--- REQUIRED TASKS ---
[A] Copy the part of the interview transcript from "Aspen Padilla quote" to "it even harder.".
[B] Answer these questions from the interview transcript:
(i) About how many hours a month does Aspen say a more efficient way of tracking hours would save the staff group?
(ii) Until how long ago were paper timesheets used?
(iii) How long can the IT department's approval process take to get something pushed through?
[C] List each speaker name in the interview transcript that is followed by a timestamp in parentheses, together with that timestamp.

--- READING TEXT ---
begin

And I wish we had a more efficient way of doing that. Across my little staff group, that would save us probably 10 hours a month just tracking down, counting up hours, and then people reporting them, and then we have to verify them. And it's very inefficient until two years ago we were using paper timesheets, which, I mean, you may as well tell people we were carving hieroglyphics into a wall. And so the college was forced to innovate and come up with electronic timesheets. They're fine, but we still have to do all this other tracking stuff that I wish there was a more efficient way to deal with.

Ben (17:17):

And I mean, in that vein too, we can talk a little bit about that vendor selection process or how you would get new software at your school and what that process looks like.

Aspen (17:28):

Yeah. So to make big changes, there's a lot of red tape. There are a lot of layers because we're such a big college with big tendrils. And we also store a lot of confidential student information. And so our IT department has a very strict vetting process where we have to make sure that anything that touches that student information meets certain security criteria and that whatever vendor is running that software also maintains certain security standards. So they're protecting our student data. And so it's a huge process that can take a couple of years to get something pushed through. So something like that doesn't actually touch the student data, that the students put in their information and they have control over. That was much easier to get established. And we actually, when we switched to operating remotely, we were one of the first, maybe the second department in the college to use

Aspen Padilla quote 2

Aspen (18:33):

And when people saw how we were using it and how well it was working, probably a half a dozen or so other areas across the college adopted it, which we really appreciated because one, they came to us to find out about it and we got to show them how to use it and adapt it to their needs and stuff. But also, it provided a consistent student experience. So whenever a student needed to schedule a thing, it always looked the same to them, even though they were talking to a different department. I think that really removes barriers and uncertainty in the student experience and smooths it out. And so appreciated that. So the approval, do you want me to talk more about the approval process? I don't know. It's big. It involves lots of people. It takes a lot of time and anything that costs any money usually makes it even harder.

end

--- PROVIDED INFORMATION ---
begin

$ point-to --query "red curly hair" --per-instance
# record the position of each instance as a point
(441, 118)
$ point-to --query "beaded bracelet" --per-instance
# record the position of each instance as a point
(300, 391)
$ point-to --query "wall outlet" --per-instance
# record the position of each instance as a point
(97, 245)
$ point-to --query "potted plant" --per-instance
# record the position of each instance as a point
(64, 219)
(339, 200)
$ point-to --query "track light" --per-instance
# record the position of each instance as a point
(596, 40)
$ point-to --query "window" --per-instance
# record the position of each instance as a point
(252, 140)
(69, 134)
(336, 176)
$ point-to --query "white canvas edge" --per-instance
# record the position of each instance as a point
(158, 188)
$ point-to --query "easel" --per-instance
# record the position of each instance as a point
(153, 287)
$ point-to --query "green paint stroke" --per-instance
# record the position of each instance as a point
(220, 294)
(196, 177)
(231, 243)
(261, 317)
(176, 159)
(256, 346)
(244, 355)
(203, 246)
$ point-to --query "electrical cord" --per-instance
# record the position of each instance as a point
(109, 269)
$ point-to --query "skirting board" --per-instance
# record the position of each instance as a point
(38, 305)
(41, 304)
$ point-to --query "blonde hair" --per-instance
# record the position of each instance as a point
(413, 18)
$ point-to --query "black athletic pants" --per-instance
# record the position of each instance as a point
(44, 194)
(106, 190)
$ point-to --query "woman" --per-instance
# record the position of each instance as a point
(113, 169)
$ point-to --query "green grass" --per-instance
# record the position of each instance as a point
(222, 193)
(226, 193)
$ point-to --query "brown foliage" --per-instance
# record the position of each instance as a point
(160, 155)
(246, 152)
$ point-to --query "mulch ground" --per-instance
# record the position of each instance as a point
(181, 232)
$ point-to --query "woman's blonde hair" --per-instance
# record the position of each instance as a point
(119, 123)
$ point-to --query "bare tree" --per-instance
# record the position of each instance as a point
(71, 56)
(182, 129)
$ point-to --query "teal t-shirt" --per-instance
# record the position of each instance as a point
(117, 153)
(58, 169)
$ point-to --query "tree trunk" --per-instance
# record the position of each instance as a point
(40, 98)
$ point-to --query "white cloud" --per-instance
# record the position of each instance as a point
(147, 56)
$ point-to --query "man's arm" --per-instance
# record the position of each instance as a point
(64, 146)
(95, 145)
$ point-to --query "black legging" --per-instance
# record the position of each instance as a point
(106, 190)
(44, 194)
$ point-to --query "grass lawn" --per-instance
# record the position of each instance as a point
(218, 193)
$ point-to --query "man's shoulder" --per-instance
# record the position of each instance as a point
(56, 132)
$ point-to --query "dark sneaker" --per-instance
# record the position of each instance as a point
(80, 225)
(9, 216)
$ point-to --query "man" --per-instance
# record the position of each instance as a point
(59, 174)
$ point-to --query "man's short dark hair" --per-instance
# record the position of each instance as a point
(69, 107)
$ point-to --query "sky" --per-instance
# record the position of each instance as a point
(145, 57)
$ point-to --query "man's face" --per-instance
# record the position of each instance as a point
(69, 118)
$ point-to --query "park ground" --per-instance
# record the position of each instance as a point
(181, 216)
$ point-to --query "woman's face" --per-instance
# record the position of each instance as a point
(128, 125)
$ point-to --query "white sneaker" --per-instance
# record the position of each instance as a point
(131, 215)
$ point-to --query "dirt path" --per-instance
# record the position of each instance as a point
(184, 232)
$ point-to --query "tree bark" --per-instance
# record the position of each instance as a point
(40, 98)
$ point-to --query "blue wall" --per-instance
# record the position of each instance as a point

end
begin

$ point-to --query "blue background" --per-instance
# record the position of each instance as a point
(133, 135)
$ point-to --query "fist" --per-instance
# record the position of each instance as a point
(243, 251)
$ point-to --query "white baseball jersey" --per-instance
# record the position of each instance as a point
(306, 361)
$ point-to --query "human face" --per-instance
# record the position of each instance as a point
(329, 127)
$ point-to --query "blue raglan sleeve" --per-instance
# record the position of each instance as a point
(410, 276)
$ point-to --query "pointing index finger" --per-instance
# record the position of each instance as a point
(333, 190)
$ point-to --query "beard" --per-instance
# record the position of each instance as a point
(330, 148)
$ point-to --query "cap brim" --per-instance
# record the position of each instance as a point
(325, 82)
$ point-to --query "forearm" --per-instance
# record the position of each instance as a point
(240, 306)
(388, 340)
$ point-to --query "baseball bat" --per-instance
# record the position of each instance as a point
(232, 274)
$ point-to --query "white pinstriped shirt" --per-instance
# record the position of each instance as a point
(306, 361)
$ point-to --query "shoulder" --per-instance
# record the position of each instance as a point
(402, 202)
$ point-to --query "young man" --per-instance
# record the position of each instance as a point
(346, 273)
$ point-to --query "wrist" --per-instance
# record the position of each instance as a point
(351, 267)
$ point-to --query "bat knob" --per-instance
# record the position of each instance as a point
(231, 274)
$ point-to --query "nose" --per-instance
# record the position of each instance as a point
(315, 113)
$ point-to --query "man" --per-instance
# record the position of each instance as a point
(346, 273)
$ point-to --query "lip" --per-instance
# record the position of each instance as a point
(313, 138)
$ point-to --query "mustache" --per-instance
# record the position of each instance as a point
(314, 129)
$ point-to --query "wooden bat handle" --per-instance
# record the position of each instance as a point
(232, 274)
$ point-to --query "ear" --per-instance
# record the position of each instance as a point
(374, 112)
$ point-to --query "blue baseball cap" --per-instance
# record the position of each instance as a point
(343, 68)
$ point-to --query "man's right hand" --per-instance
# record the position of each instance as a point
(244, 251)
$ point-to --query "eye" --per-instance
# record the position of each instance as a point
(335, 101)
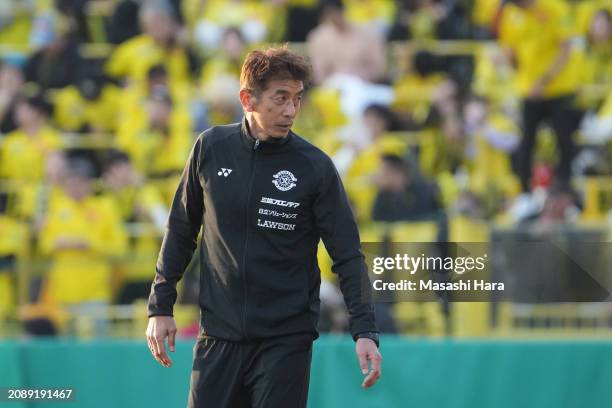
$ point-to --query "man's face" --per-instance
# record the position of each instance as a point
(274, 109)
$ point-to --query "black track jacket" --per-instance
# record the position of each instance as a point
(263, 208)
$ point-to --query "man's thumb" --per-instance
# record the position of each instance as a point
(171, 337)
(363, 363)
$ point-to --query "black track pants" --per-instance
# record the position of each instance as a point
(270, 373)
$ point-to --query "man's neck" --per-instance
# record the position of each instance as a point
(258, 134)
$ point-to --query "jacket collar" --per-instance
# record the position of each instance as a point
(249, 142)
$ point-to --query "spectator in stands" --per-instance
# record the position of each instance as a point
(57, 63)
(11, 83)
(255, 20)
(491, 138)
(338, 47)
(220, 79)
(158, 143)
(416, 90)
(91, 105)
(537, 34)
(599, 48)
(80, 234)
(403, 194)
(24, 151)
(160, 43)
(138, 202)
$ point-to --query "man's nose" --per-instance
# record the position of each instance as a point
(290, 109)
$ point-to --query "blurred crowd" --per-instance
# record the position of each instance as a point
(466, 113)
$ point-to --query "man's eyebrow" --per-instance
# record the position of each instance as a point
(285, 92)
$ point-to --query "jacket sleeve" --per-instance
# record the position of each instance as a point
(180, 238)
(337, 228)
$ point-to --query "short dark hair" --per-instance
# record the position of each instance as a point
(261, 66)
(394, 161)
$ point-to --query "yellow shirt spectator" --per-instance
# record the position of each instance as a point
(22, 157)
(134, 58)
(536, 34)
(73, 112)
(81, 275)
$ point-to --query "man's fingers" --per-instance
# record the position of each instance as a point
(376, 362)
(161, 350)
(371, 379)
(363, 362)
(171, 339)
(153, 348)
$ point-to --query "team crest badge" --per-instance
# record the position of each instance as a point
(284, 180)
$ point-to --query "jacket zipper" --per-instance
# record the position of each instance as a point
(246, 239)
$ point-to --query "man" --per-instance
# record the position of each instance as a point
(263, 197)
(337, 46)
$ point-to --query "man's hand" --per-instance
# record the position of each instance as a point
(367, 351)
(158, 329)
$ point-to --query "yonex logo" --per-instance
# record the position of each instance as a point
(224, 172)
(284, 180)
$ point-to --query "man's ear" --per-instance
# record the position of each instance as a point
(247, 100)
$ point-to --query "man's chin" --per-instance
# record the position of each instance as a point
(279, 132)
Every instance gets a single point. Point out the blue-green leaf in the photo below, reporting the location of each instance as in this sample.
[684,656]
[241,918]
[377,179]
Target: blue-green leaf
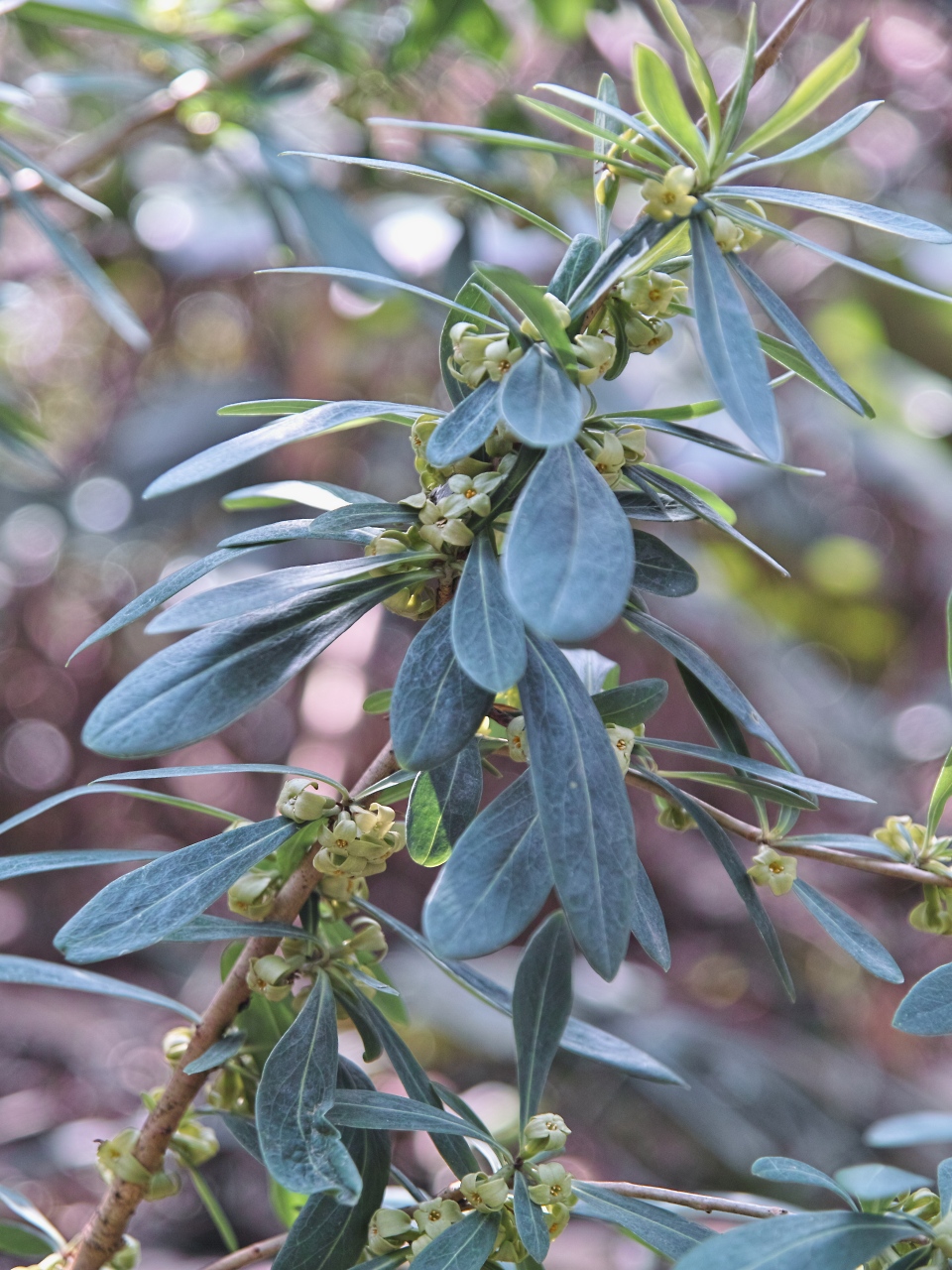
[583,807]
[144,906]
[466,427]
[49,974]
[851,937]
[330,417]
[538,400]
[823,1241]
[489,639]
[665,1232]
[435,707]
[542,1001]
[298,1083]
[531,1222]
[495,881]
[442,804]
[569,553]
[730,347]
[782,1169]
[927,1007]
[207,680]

end
begin

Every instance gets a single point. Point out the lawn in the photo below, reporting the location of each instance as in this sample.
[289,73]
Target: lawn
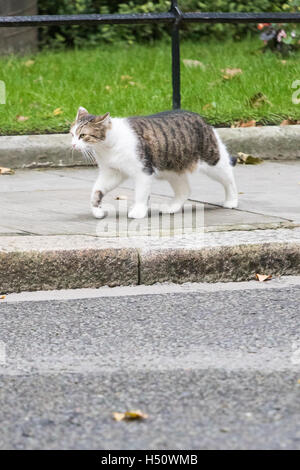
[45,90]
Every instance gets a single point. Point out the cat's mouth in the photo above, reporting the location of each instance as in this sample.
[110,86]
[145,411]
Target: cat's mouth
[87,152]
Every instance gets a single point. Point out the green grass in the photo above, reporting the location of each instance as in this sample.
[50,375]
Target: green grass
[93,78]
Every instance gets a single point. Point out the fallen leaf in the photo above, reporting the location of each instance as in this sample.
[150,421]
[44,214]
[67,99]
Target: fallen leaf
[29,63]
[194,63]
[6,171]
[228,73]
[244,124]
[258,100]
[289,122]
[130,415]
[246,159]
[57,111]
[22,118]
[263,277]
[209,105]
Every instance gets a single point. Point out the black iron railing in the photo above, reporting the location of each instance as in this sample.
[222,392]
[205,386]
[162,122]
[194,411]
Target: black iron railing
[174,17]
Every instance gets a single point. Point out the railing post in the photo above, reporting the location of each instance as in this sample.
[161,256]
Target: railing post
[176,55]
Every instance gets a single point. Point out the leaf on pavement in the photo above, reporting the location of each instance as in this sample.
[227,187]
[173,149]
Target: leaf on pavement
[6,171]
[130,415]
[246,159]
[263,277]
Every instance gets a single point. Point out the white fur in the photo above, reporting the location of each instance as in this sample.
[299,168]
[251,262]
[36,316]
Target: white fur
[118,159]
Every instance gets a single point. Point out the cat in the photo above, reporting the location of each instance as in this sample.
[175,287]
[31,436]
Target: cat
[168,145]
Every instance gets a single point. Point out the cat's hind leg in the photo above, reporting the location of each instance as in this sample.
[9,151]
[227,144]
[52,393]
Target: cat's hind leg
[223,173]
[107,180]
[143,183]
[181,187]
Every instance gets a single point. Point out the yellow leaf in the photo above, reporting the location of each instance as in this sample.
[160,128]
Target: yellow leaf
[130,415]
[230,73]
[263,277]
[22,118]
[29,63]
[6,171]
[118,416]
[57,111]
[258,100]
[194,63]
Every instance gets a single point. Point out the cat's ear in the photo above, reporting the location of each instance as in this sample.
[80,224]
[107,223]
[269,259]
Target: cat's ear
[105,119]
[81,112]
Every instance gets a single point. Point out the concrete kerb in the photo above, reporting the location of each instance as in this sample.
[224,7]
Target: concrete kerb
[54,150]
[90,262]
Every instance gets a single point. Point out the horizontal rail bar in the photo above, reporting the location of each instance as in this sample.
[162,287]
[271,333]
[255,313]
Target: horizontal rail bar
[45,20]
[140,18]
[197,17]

end

--- EXPECTED OUTPUTS ---
[A]
Aspen Padilla quote 2

Aspen (18:33):

And when people saw how we were using it and how well it was working, probably a half a dozen or so other areas across the college adopted it, which we really appreciated because one, they came to us to find out about it and we got to show them how to use it and adapt it to their needs and stuff. But also, it provided a consistent student experience. So whenever a student needed to schedule a thing, it always looked the same to them, even though they were talking to a different department. I think that really removes barriers and uncertainty in the student experience and smooths it out. And so appreciated that. So the approval, do you want me to talk more about the approval process? I don't know. It's big. It involves lots of people. It takes a lot of time and anything that costs any money usually makes it even harder.

[B]
(i) Probably 10 hours a month.
(ii) Until two years ago.
(iii) A couple of years.

[C]
Ben (17:17)
Aspen (17:28)
Aspen (18:33)